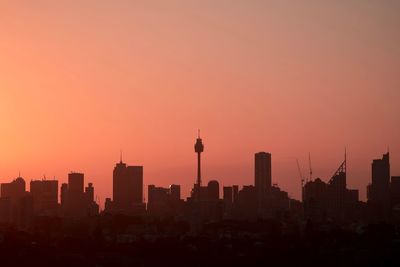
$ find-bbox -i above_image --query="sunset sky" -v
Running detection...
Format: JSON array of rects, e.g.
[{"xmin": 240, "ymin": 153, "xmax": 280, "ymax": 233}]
[{"xmin": 0, "ymin": 0, "xmax": 400, "ymax": 204}]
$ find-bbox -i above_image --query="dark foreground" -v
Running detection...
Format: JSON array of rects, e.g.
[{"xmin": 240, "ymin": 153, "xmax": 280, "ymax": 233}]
[{"xmin": 0, "ymin": 219, "xmax": 400, "ymax": 267}]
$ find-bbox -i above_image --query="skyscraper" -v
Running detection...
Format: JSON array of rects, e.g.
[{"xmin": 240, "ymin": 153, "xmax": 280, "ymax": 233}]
[
  {"xmin": 67, "ymin": 172, "xmax": 86, "ymax": 217},
  {"xmin": 113, "ymin": 159, "xmax": 143, "ymax": 213},
  {"xmin": 254, "ymin": 152, "xmax": 272, "ymax": 201},
  {"xmin": 30, "ymin": 180, "xmax": 58, "ymax": 216},
  {"xmin": 193, "ymin": 130, "xmax": 204, "ymax": 200},
  {"xmin": 368, "ymin": 152, "xmax": 390, "ymax": 217}
]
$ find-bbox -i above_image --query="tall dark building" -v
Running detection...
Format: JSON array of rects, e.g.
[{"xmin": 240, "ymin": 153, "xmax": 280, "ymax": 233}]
[
  {"xmin": 368, "ymin": 152, "xmax": 390, "ymax": 220},
  {"xmin": 169, "ymin": 184, "xmax": 181, "ymax": 200},
  {"xmin": 113, "ymin": 160, "xmax": 143, "ymax": 213},
  {"xmin": 60, "ymin": 183, "xmax": 68, "ymax": 213},
  {"xmin": 67, "ymin": 172, "xmax": 86, "ymax": 217},
  {"xmin": 223, "ymin": 186, "xmax": 233, "ymax": 205},
  {"xmin": 30, "ymin": 180, "xmax": 58, "ymax": 216},
  {"xmin": 254, "ymin": 152, "xmax": 272, "ymax": 208},
  {"xmin": 207, "ymin": 180, "xmax": 219, "ymax": 201},
  {"xmin": 194, "ymin": 131, "xmax": 204, "ymax": 197}
]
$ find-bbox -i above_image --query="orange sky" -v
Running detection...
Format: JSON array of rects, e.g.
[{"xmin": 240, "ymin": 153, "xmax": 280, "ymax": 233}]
[{"xmin": 0, "ymin": 0, "xmax": 400, "ymax": 206}]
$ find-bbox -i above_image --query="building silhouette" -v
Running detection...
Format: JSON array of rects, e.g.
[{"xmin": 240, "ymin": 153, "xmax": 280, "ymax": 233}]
[
  {"xmin": 112, "ymin": 159, "xmax": 145, "ymax": 214},
  {"xmin": 254, "ymin": 152, "xmax": 272, "ymax": 213},
  {"xmin": 0, "ymin": 177, "xmax": 33, "ymax": 229},
  {"xmin": 367, "ymin": 152, "xmax": 390, "ymax": 219},
  {"xmin": 193, "ymin": 130, "xmax": 205, "ymax": 200},
  {"xmin": 30, "ymin": 180, "xmax": 59, "ymax": 216},
  {"xmin": 303, "ymin": 154, "xmax": 359, "ymax": 221}
]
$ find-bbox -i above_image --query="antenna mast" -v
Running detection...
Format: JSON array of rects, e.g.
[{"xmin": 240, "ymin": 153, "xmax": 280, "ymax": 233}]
[{"xmin": 308, "ymin": 152, "xmax": 312, "ymax": 182}]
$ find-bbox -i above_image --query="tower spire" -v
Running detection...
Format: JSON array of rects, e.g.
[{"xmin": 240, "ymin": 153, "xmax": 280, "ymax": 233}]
[{"xmin": 194, "ymin": 129, "xmax": 204, "ymax": 199}]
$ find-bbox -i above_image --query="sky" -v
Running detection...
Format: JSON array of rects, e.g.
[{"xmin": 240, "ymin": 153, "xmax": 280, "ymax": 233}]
[{"xmin": 0, "ymin": 0, "xmax": 400, "ymax": 207}]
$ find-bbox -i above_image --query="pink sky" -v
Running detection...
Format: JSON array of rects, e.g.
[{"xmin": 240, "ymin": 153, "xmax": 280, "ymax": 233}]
[{"xmin": 0, "ymin": 0, "xmax": 400, "ymax": 206}]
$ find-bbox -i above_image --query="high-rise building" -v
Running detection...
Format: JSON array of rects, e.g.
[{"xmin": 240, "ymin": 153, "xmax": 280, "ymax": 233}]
[
  {"xmin": 207, "ymin": 180, "xmax": 219, "ymax": 201},
  {"xmin": 30, "ymin": 180, "xmax": 58, "ymax": 216},
  {"xmin": 254, "ymin": 152, "xmax": 272, "ymax": 208},
  {"xmin": 169, "ymin": 184, "xmax": 181, "ymax": 200},
  {"xmin": 193, "ymin": 130, "xmax": 204, "ymax": 201},
  {"xmin": 368, "ymin": 152, "xmax": 390, "ymax": 218},
  {"xmin": 223, "ymin": 186, "xmax": 233, "ymax": 206},
  {"xmin": 67, "ymin": 172, "xmax": 85, "ymax": 217},
  {"xmin": 0, "ymin": 177, "xmax": 33, "ymax": 228},
  {"xmin": 232, "ymin": 185, "xmax": 239, "ymax": 203},
  {"xmin": 113, "ymin": 160, "xmax": 143, "ymax": 213},
  {"xmin": 60, "ymin": 183, "xmax": 68, "ymax": 213}
]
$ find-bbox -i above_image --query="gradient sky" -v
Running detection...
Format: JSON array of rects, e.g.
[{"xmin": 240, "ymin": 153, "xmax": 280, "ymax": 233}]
[{"xmin": 0, "ymin": 0, "xmax": 400, "ymax": 207}]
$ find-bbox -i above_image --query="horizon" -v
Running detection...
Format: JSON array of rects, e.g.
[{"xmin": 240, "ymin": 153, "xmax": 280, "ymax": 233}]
[{"xmin": 0, "ymin": 1, "xmax": 400, "ymax": 206}]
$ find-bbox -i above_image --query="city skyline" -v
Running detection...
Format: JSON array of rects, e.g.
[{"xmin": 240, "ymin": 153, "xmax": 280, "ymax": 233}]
[
  {"xmin": 0, "ymin": 0, "xmax": 400, "ymax": 207},
  {"xmin": 0, "ymin": 135, "xmax": 396, "ymax": 209}
]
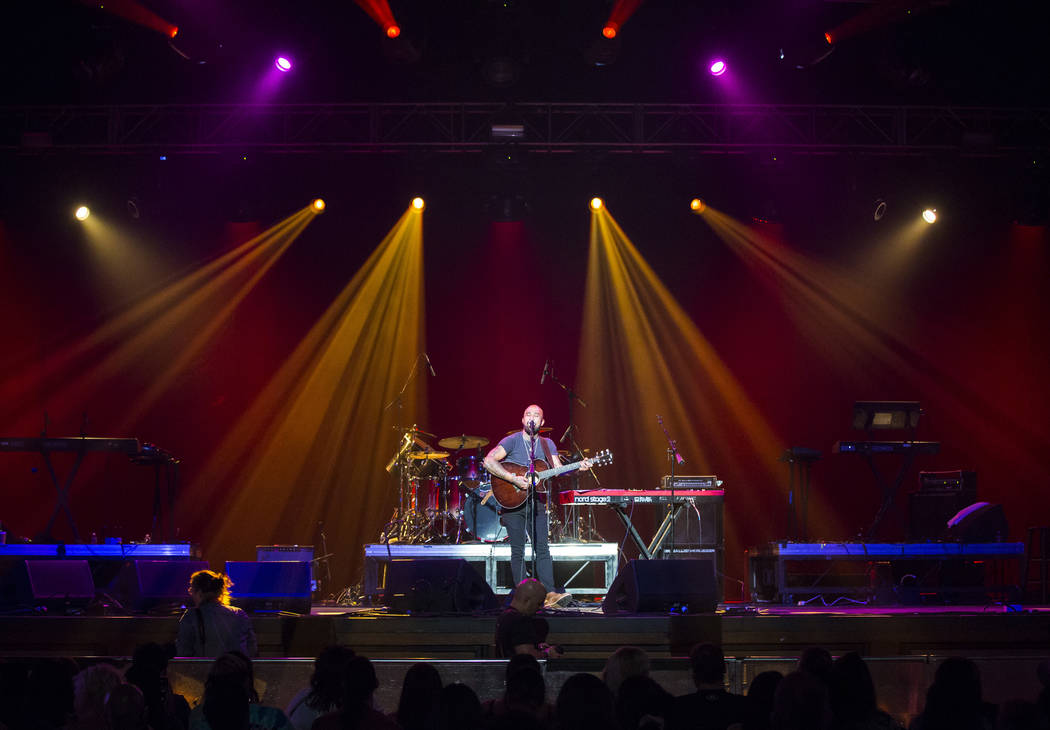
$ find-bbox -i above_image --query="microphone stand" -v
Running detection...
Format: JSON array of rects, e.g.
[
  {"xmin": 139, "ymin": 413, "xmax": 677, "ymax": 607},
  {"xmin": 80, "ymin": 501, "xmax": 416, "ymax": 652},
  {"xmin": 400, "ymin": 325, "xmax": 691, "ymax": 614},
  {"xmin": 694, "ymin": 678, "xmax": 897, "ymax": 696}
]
[{"xmin": 656, "ymin": 415, "xmax": 686, "ymax": 560}]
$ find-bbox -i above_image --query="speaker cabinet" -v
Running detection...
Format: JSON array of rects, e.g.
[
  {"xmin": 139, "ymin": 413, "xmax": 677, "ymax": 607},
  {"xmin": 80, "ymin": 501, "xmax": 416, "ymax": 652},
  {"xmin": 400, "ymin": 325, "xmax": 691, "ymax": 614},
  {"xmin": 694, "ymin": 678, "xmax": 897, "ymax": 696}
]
[
  {"xmin": 226, "ymin": 560, "xmax": 310, "ymax": 613},
  {"xmin": 17, "ymin": 560, "xmax": 95, "ymax": 609},
  {"xmin": 602, "ymin": 560, "xmax": 718, "ymax": 613},
  {"xmin": 383, "ymin": 558, "xmax": 499, "ymax": 613},
  {"xmin": 111, "ymin": 560, "xmax": 208, "ymax": 611}
]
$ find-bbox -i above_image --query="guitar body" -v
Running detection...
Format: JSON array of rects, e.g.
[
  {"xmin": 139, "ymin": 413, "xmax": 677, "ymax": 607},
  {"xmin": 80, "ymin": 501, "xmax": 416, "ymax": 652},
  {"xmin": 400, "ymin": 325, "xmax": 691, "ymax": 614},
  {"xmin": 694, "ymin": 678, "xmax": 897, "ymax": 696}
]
[{"xmin": 492, "ymin": 459, "xmax": 547, "ymax": 509}]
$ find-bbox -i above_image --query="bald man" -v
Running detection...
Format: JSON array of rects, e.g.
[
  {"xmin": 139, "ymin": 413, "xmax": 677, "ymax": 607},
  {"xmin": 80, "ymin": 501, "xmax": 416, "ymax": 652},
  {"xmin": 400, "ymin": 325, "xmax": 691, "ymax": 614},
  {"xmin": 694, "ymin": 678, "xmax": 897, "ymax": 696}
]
[
  {"xmin": 484, "ymin": 403, "xmax": 589, "ymax": 605},
  {"xmin": 496, "ymin": 578, "xmax": 562, "ymax": 659}
]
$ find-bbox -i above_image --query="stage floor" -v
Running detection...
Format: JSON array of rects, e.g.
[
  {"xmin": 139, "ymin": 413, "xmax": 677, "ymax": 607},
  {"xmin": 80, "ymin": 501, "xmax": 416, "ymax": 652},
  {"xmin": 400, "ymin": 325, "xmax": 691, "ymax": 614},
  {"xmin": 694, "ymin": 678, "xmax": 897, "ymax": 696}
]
[{"xmin": 0, "ymin": 605, "xmax": 1050, "ymax": 660}]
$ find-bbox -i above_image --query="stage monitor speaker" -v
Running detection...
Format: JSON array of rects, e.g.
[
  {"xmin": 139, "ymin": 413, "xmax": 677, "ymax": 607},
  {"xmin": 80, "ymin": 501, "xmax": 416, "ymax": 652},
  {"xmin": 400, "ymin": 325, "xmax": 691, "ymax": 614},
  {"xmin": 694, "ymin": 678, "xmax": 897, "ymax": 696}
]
[
  {"xmin": 384, "ymin": 558, "xmax": 499, "ymax": 613},
  {"xmin": 226, "ymin": 560, "xmax": 310, "ymax": 613},
  {"xmin": 17, "ymin": 560, "xmax": 95, "ymax": 609},
  {"xmin": 948, "ymin": 502, "xmax": 1009, "ymax": 542},
  {"xmin": 111, "ymin": 560, "xmax": 208, "ymax": 611},
  {"xmin": 602, "ymin": 560, "xmax": 718, "ymax": 613}
]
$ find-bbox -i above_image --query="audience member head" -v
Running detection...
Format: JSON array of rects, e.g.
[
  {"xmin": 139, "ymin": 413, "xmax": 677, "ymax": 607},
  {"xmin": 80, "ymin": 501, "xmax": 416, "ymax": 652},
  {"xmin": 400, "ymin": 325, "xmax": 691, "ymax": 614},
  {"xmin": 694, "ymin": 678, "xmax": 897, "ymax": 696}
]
[
  {"xmin": 770, "ymin": 671, "xmax": 832, "ymax": 730},
  {"xmin": 554, "ymin": 673, "xmax": 616, "ymax": 730},
  {"xmin": 689, "ymin": 644, "xmax": 726, "ymax": 687},
  {"xmin": 72, "ymin": 664, "xmax": 124, "ymax": 727},
  {"xmin": 307, "ymin": 644, "xmax": 355, "ymax": 710},
  {"xmin": 798, "ymin": 646, "xmax": 833, "ymax": 685},
  {"xmin": 828, "ymin": 651, "xmax": 879, "ymax": 725},
  {"xmin": 748, "ymin": 669, "xmax": 784, "ymax": 729},
  {"xmin": 397, "ymin": 662, "xmax": 441, "ymax": 730},
  {"xmin": 510, "ymin": 578, "xmax": 547, "ymax": 616},
  {"xmin": 438, "ymin": 682, "xmax": 481, "ymax": 730},
  {"xmin": 202, "ymin": 676, "xmax": 251, "ymax": 730},
  {"xmin": 106, "ymin": 684, "xmax": 149, "ymax": 730},
  {"xmin": 204, "ymin": 651, "xmax": 259, "ymax": 702},
  {"xmin": 190, "ymin": 570, "xmax": 233, "ymax": 606},
  {"xmin": 616, "ymin": 674, "xmax": 674, "ymax": 730},
  {"xmin": 602, "ymin": 646, "xmax": 649, "ymax": 695}
]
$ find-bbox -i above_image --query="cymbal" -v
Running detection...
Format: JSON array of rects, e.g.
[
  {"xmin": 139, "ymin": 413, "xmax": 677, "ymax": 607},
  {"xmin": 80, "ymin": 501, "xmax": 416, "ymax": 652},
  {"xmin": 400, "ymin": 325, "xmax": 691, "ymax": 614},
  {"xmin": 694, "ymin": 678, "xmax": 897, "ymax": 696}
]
[
  {"xmin": 408, "ymin": 452, "xmax": 448, "ymax": 459},
  {"xmin": 504, "ymin": 425, "xmax": 550, "ymax": 436},
  {"xmin": 438, "ymin": 434, "xmax": 488, "ymax": 451}
]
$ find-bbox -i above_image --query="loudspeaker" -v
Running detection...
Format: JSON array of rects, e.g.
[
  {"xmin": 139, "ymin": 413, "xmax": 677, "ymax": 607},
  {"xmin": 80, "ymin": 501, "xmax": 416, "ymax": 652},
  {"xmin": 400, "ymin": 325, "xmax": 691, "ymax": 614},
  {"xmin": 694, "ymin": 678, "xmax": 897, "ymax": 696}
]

=-=-=-=-=

◆ **Task to complete**
Select each line of the items above that contains the string "stage", and list those lines.

◆ **Reply to the task**
$ find-bbox -i above_image --query="stage floor" -v
$ find-bbox -i above_image --query="stage monitor speaker" -v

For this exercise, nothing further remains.